◆ Description of the task:
Recast everything from the line containing "target | flower bud" down to the end of the entries as a numbered list, leaving out blank lines. Include only that stretch.

◆ Dataset:
************

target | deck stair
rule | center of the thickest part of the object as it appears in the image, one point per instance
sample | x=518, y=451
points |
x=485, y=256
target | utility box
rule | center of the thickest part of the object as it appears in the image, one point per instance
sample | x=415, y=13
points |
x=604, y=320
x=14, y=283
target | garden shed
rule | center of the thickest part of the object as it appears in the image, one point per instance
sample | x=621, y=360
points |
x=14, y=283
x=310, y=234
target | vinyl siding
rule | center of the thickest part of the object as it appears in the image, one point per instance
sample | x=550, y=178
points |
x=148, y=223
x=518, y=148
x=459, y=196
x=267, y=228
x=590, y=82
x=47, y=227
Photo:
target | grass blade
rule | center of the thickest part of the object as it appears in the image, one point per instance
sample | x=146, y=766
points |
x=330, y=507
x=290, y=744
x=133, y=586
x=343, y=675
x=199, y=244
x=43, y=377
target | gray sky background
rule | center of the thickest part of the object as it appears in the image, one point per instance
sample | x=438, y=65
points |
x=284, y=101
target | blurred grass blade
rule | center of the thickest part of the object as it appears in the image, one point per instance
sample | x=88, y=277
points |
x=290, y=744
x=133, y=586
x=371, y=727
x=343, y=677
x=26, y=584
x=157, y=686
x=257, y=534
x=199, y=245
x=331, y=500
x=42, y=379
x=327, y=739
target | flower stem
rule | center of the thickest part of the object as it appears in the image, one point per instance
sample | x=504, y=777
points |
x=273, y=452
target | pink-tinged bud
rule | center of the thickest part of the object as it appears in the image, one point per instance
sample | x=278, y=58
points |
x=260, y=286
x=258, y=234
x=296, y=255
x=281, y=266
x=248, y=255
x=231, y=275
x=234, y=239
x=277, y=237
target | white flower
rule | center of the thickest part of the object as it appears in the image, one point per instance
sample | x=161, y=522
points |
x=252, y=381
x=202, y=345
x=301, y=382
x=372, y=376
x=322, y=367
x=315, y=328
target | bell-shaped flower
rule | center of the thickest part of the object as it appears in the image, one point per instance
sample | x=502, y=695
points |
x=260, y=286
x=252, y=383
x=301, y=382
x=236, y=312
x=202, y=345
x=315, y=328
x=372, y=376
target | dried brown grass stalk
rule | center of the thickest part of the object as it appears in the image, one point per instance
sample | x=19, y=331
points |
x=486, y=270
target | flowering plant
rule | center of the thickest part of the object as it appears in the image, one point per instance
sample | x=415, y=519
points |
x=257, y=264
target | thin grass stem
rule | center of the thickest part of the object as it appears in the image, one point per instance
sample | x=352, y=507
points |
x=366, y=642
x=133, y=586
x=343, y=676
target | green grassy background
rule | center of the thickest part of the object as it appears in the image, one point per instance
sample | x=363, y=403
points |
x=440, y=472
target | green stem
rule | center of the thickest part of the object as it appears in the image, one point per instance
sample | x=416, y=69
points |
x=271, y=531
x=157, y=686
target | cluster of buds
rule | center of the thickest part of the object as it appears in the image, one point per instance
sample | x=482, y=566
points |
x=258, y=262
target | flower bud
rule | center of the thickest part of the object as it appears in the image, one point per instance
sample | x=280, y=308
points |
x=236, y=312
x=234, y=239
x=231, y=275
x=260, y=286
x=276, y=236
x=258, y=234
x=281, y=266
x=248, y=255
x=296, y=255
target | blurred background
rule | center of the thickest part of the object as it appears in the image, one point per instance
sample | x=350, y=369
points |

************

◆ Correct output:
1. target | flower bud
2. rule | center of the thickest part of the object as it appears in the image, one point per instance
3. sample | x=280, y=308
4. points |
5. x=236, y=312
6. x=234, y=239
7. x=231, y=275
8. x=260, y=286
9. x=276, y=236
10. x=258, y=234
11. x=281, y=266
12. x=248, y=255
13. x=296, y=255
14. target | blurred background
15. rule | center of the thickest part of the object as it appears in the image, one point per instance
16. sample | x=350, y=369
17. points |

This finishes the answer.